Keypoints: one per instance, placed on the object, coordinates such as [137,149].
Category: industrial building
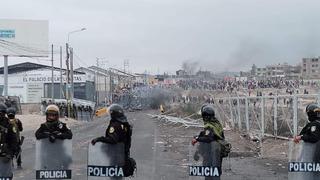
[31,82]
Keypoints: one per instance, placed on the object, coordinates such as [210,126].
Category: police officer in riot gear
[311,132]
[53,128]
[8,140]
[119,131]
[213,129]
[16,123]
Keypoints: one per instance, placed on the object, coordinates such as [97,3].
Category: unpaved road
[161,152]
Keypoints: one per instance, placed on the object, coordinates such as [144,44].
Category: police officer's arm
[12,140]
[65,133]
[20,127]
[113,134]
[42,132]
[205,136]
[312,134]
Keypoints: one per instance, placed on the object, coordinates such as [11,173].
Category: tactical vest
[14,124]
[3,141]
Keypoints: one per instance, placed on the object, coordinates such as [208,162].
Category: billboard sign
[24,38]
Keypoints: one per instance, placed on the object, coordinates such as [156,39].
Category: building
[107,82]
[31,82]
[311,68]
[276,71]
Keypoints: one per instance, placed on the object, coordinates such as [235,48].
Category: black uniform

Task brief -
The required output is the span of lines from the one containing "such as [97,3]." to the last line, reproduced character for character.

The completed task -
Keypoints: one per instance, placed on the object, coordinates such as [97,3].
Category: unpaved road
[161,152]
Keypoints: one per instance, placed on the object, coordinates such as [144,44].
Category: police officer's arm
[12,140]
[65,133]
[20,127]
[113,134]
[42,132]
[205,136]
[312,134]
Keypoints: one per instance, placed on the object, coordinates such as [11,173].
Category: tactical vest
[14,124]
[3,141]
Keypoints: one per instance, placed on the object, coordinates such as [208,162].
Category: billboard sign
[24,38]
Keypoints: one per instance, placed on the object, coordinates such as [156,39].
Category: building
[107,82]
[31,82]
[311,68]
[276,71]
Keypoints: one per instance, placed on the object, coordinates such as [235,48].
Category: black uniform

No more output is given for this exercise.